Assigned task
Could you repeat the whole listing below exactly, omitting any picture it holds?
· · · · · · ·
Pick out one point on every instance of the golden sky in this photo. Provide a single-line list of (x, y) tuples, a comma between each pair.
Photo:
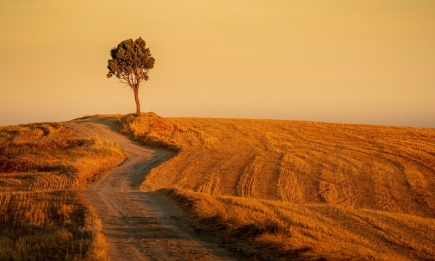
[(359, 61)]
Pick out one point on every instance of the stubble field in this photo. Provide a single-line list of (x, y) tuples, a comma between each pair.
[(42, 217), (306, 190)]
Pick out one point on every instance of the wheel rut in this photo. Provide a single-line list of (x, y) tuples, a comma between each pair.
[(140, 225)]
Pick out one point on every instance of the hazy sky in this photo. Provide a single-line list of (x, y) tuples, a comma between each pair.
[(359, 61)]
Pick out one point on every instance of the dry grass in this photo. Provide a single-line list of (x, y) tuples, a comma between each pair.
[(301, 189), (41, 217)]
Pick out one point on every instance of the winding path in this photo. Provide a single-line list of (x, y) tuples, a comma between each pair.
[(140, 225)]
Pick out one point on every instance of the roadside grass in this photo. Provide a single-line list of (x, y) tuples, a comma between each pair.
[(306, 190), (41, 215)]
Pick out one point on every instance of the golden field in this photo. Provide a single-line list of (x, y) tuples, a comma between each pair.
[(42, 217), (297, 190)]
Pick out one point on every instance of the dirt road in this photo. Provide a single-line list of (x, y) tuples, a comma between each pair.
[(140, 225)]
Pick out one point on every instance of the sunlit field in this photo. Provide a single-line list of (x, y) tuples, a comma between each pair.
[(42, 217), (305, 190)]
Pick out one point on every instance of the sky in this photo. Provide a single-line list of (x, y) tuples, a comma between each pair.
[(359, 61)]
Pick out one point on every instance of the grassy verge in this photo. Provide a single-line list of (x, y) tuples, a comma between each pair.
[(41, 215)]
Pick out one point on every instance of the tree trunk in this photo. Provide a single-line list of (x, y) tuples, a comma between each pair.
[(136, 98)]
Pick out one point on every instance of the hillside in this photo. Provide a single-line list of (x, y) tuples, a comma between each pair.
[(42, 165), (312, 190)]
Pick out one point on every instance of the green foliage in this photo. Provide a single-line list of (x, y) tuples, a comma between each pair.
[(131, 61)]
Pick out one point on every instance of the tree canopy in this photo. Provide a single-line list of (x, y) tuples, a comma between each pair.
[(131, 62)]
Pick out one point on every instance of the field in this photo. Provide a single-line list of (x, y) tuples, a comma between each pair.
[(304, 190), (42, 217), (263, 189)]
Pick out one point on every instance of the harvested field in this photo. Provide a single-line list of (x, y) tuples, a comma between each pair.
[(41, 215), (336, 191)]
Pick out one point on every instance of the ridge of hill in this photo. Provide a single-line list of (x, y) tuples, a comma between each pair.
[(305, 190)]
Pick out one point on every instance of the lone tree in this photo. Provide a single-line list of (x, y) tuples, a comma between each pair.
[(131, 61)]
· · · · · · ·
Result of the task
Pick out one point on every instance of the golden sky in this photo. Provide a single-line list of (x, y) tuples, a comma between each pair.
Photo:
[(359, 61)]
Pick out one point on every instance of the stubble field in this photo. Provide a single-line list of (x, y) tuples, a comma between each pair.
[(42, 217), (306, 190)]
Pick out one point on every instance of the wheel rut in this photo. Provide a single-line list of (x, y) tuples, a comma between each pair.
[(140, 225)]
Pick out one point on every instance of the hazy sky in this photo. Provide a single-line list of (x, y) tuples, a comma between each pair.
[(359, 61)]
Pick out one point on every instance of the dry grass in this photo. Provide a single-line list of (x, y) tuples, a comma between each pair.
[(301, 189), (41, 217)]
Pick out one point on every instance of the winding path in this photo. Provide a single-line list of (x, y) tuples, a comma between each pair.
[(140, 225)]
Pick out one point on every instance of the roadside grass in this photo. Provide a single-line list of (x, y) tuples, a comma between each pair.
[(306, 190), (41, 215)]
Pick out one point on every instance of the golden field in this photo. Provide a single-line list of (x, y) tuples, a comma between each pair.
[(42, 217), (297, 190)]
Pick out one point on every instance of the dirt road in this photo. Provide a single-line list of (x, y) tuples, a comma between each pair.
[(140, 225)]
Pick out one point on every instance of the sunlit field in this photo. Provide a single-line list of (x, y) tuples, a comma between each pair.
[(42, 217), (305, 190)]
Pick out one point on every instance of the sky in this photo. Provide a single-line list of (x, y) tuples, a comma between each pair.
[(359, 61)]
Pick out one point on every instance of the grassy verge in this photo. Provide a single-line list of (x, y) tuples, a comma between each pair.
[(41, 215)]
Pick out one point on every instance of the tree trunk in this photo. Provide a single-line list of (x, y) tuples, a comma between each pair.
[(136, 98)]
Pick out one point on every instance of the hillside in this photo. Provide a single-line list of (x, y) tuples, a comma between each pair.
[(42, 165), (312, 190)]
Pick out one point on every instance of the green foliage in this photo. Provide a single-line list of (x, y) tuples, a comma between each pair.
[(131, 61)]
Pick out one point on every instance of the tree canopy in this photo. Provide a single-line list of (x, y) tuples, a comma between each pair.
[(131, 62)]
Pick out one point on every instance of the field in this photo. Provide a single-line list of (x, y) tuples, a comma between each pair.
[(304, 190), (42, 217), (263, 189)]
Pick out one point on every instance of the harvested field in this photo. Provide a single-line list of (x, y) tuples, a comma between each pair.
[(41, 215), (336, 191)]
Pick out one point on every instance of the ridge of hill in this photo. Provide a single-line list of (x, y) tuples, a comma between each pair.
[(305, 190)]
Pick out one point on every instance of the lone tree in this photo. Provide a single-line list of (x, y) tuples, a comma between each pair.
[(131, 61)]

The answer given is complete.